» Exercise objective
Reproduce the rows starting at the one containing "of the dung" and ending at the one containing "<point>751,625</point>", swapping "barred window" for "grilled window" and leaving everything else unchanged.

» Data in this exercise
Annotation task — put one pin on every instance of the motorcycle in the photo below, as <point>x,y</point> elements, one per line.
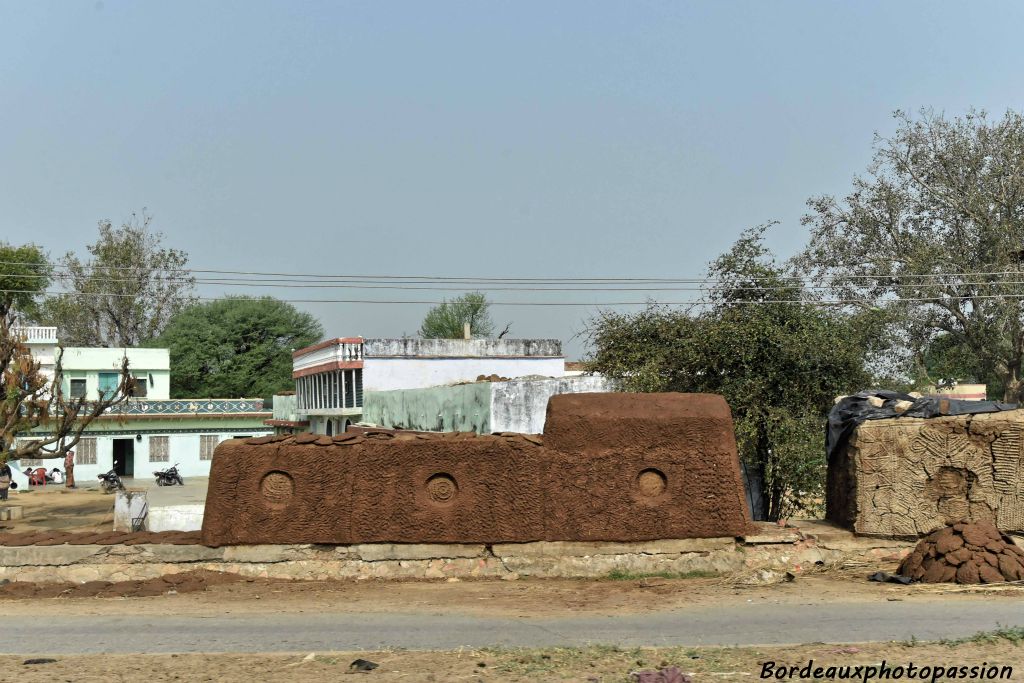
<point>110,481</point>
<point>169,477</point>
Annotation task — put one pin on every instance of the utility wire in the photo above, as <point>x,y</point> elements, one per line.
<point>620,285</point>
<point>552,280</point>
<point>828,302</point>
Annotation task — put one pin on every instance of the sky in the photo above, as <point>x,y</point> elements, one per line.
<point>499,139</point>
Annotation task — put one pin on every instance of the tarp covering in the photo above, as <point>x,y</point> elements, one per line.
<point>851,411</point>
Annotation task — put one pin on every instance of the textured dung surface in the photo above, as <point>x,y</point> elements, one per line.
<point>908,476</point>
<point>965,553</point>
<point>609,467</point>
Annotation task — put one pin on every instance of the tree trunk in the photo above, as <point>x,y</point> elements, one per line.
<point>771,494</point>
<point>1013,386</point>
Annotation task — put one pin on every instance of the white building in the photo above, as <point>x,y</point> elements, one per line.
<point>150,431</point>
<point>333,378</point>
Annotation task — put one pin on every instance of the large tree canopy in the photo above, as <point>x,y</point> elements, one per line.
<point>446,321</point>
<point>777,357</point>
<point>236,347</point>
<point>126,293</point>
<point>934,235</point>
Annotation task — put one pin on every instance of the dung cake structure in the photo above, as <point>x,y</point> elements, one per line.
<point>908,476</point>
<point>965,553</point>
<point>609,467</point>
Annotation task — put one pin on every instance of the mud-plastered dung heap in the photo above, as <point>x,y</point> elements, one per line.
<point>609,467</point>
<point>908,476</point>
<point>965,553</point>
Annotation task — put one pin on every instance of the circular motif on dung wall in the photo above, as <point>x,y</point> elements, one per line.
<point>651,482</point>
<point>441,488</point>
<point>278,488</point>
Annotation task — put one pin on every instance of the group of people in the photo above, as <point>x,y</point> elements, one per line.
<point>54,476</point>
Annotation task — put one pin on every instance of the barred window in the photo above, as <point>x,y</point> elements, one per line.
<point>160,450</point>
<point>207,444</point>
<point>85,452</point>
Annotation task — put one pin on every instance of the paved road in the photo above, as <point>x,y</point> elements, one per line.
<point>751,625</point>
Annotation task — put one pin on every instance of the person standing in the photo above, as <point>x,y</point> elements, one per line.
<point>70,470</point>
<point>5,479</point>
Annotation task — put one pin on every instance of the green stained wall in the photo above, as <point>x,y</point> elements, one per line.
<point>460,408</point>
<point>184,424</point>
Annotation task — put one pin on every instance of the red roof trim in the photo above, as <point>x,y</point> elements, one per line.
<point>327,368</point>
<point>287,423</point>
<point>327,343</point>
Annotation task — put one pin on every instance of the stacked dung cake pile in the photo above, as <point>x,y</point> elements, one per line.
<point>965,553</point>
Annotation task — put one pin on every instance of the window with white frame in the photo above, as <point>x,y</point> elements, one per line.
<point>85,452</point>
<point>207,444</point>
<point>160,450</point>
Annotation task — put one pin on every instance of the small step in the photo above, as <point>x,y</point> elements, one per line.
<point>10,512</point>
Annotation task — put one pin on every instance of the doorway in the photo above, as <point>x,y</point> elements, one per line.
<point>124,457</point>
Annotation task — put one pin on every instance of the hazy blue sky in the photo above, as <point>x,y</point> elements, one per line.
<point>467,138</point>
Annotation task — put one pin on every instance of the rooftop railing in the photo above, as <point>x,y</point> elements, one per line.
<point>37,335</point>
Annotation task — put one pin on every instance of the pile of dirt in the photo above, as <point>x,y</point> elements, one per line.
<point>187,582</point>
<point>965,553</point>
<point>49,538</point>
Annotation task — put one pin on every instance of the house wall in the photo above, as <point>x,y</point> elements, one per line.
<point>460,408</point>
<point>183,446</point>
<point>521,406</point>
<point>413,364</point>
<point>386,374</point>
<point>518,406</point>
<point>80,363</point>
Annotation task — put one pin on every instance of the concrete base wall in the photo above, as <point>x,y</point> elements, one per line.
<point>546,559</point>
<point>175,518</point>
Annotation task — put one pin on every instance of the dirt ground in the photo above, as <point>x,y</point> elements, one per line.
<point>56,508</point>
<point>209,593</point>
<point>595,665</point>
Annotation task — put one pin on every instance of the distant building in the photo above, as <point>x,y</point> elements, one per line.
<point>147,432</point>
<point>333,377</point>
<point>961,391</point>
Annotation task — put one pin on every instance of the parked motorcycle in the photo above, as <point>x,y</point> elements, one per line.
<point>169,477</point>
<point>110,481</point>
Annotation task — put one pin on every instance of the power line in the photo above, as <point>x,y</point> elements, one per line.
<point>550,280</point>
<point>698,302</point>
<point>298,282</point>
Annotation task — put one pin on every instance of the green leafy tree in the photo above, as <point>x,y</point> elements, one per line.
<point>25,274</point>
<point>126,293</point>
<point>933,235</point>
<point>446,321</point>
<point>762,342</point>
<point>236,347</point>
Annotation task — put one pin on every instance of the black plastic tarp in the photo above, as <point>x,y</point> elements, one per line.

» Answer to the task
Annotation task — put one pin on every instance of the dung cake structure in the photo above, as <point>x,y</point> elements, one per line.
<point>908,476</point>
<point>965,553</point>
<point>609,467</point>
Annotation task — put one pin on every instance of the mud-plastered dung heap in the photo above, as <point>x,y</point> elements, one per line.
<point>609,467</point>
<point>908,476</point>
<point>965,553</point>
Annotation task — put one pin on every instance of the circular motif on dung wall in the photo above, as <point>x,y</point> elements, one per line.
<point>651,482</point>
<point>441,488</point>
<point>278,488</point>
Annotation task — put one pin on every instance of the group of people in the photo above, as <point>x,y</point> elements, one per line.
<point>54,476</point>
Annotation task — put one pin on every instance of the grilled window in the photo above, as <point>x,y</point> elements, one per line.
<point>160,450</point>
<point>207,444</point>
<point>85,452</point>
Annotation task — put one pin on every instance of the paved road in the photo above, as <point>x,y</point> elements, one per line.
<point>751,625</point>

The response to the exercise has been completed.